SELECTION:

● ● ● ● ● ● ●

This November, Focus Features will release the anticipated movie Harriet in theaters worldwide. In promoting the film, the company characterizes Harriet Tubman as “one of America’s greatest heroes.” The website further asserts that “her courage, ingenuity, and tenacity freed hundreds of slaves and changed the course of history.” Kasi Lemmons, the film’s cowriter and director, in an interview addressing the film’s contemporary relevance, reminded the public how “important it is to remember what singular people were able to accomplish in turbulent times.” Undoubtedly, Harriet Tubman deserves credit, and her biopic is long overdue. But Harriet did not toil alone. Rather, her work as an Underground Railroad conductor was part of a national movement of free and enslaved black persons dedicated to the liberation and advancement of their race. Countless African American women, in addition to Harriet—young and old; free and enslaved; alone, pregnant, and with family; in the South, the North, and the Midwest—risked their lives to obtain freedom. Unfortunately, we know very little about the actions and sacrifices of other black women who liberated themselves or worked as assistants and operatives on the Underground Railroad. Who were these women? What motives did they have for escaping and aiding in the escape of others?

● ● ● ● ● ● ●

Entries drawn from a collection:
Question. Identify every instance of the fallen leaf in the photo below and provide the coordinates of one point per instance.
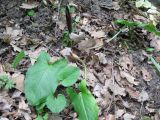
(18, 78)
(129, 78)
(119, 113)
(110, 117)
(126, 62)
(143, 96)
(146, 75)
(128, 116)
(14, 33)
(133, 93)
(33, 55)
(98, 34)
(92, 80)
(155, 42)
(86, 44)
(115, 88)
(77, 37)
(102, 58)
(66, 51)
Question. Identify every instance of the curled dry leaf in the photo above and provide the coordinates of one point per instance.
(126, 62)
(128, 116)
(110, 117)
(18, 78)
(5, 101)
(77, 37)
(143, 96)
(129, 78)
(14, 33)
(29, 5)
(133, 93)
(146, 75)
(66, 51)
(98, 34)
(155, 42)
(102, 58)
(92, 80)
(119, 113)
(115, 88)
(33, 55)
(86, 44)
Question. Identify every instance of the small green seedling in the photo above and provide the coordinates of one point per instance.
(43, 79)
(18, 58)
(6, 82)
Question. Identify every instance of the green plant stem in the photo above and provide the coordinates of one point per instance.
(121, 30)
(85, 68)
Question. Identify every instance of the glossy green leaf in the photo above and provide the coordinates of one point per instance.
(18, 58)
(84, 103)
(56, 105)
(68, 75)
(44, 76)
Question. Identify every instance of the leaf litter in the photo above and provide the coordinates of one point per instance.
(121, 78)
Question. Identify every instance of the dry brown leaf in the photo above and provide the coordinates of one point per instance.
(110, 117)
(66, 51)
(102, 58)
(128, 116)
(115, 88)
(33, 55)
(155, 42)
(98, 34)
(146, 75)
(92, 80)
(119, 113)
(129, 78)
(77, 37)
(143, 96)
(18, 78)
(5, 102)
(29, 5)
(126, 62)
(133, 93)
(86, 44)
(14, 33)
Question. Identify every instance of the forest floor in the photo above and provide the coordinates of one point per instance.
(120, 73)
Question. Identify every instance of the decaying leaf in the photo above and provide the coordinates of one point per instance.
(146, 75)
(98, 34)
(29, 5)
(143, 96)
(128, 116)
(129, 78)
(115, 88)
(18, 78)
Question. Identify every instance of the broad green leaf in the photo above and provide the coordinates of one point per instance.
(42, 78)
(69, 75)
(84, 104)
(56, 105)
(18, 58)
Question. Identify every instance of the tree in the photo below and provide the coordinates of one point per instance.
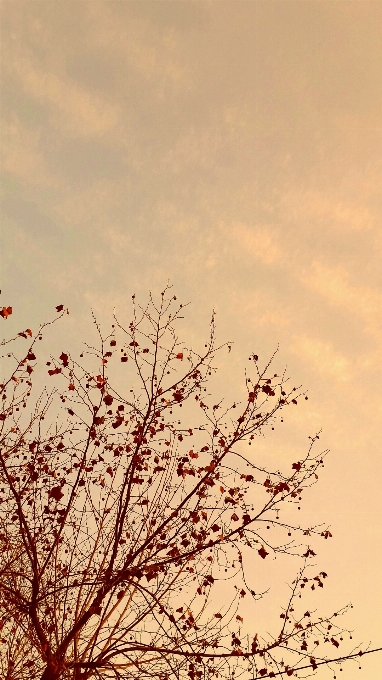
(126, 502)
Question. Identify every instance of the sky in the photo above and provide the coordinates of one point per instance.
(233, 149)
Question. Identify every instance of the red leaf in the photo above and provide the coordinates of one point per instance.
(56, 493)
(262, 552)
(54, 371)
(5, 312)
(64, 358)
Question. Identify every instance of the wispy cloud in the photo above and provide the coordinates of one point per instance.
(322, 357)
(334, 284)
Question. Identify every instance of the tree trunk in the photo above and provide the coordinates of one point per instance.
(51, 672)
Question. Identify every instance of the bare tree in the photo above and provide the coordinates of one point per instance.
(126, 503)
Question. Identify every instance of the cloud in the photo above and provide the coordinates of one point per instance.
(325, 209)
(333, 284)
(74, 111)
(22, 156)
(258, 241)
(322, 357)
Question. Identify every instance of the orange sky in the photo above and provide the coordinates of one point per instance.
(235, 149)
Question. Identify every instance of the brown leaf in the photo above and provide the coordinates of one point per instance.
(262, 552)
(5, 312)
(56, 493)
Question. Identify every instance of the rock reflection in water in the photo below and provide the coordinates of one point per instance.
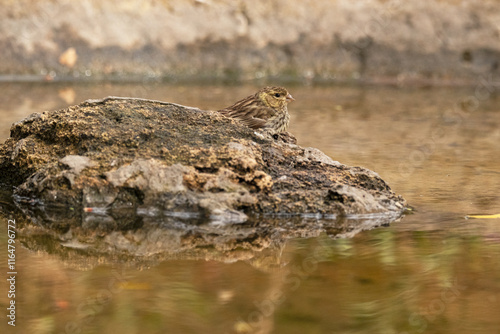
(149, 237)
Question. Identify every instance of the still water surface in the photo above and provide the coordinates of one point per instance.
(431, 272)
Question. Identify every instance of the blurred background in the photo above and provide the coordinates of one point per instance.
(216, 40)
(409, 89)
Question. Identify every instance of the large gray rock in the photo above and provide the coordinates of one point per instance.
(311, 40)
(121, 155)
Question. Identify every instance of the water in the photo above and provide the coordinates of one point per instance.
(432, 272)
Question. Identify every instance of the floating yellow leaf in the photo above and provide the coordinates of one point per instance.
(483, 216)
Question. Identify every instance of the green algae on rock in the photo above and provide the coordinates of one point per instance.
(120, 153)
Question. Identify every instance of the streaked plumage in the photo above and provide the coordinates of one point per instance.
(266, 109)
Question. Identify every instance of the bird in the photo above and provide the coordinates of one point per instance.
(266, 110)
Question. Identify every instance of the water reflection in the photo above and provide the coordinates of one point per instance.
(433, 272)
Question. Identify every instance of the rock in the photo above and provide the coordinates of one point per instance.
(131, 154)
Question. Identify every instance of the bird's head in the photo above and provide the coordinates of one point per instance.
(275, 97)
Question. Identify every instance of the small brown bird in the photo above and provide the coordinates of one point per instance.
(265, 110)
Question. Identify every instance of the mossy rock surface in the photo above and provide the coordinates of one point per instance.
(130, 154)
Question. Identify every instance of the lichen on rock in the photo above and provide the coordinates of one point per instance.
(136, 154)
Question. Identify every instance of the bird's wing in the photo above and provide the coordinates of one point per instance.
(253, 116)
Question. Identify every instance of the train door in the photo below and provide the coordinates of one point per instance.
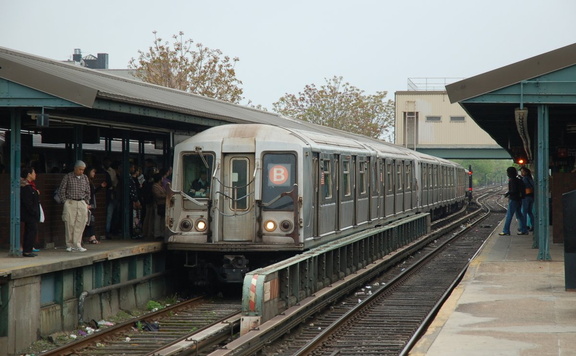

● ● ● ● ● ● ●

CHALLENGES:
1. Which regions does the passage on Harriet Tubman name as places where African American women risked their lives to obtain freedom?
2. Which lines of the entries contain the word "below"? Copy each of them in full.

OUTPUTS FOR THE TASKS:
1. The South, the North, and the Midwest.

2.
Question. Identify every instance of the fallen leaf in the photo below and provide the coordinates of one point per instance.
Question. Identify every instance of the tree in the photo below and provide the coordinates of one point per instance.
Question. Identify every instance of the rock reflection in water in the photo below and provide the coordinates of one point per instance.
Question. Identify every instance of the train door in the photo below and provide the coordinates of one point per instance.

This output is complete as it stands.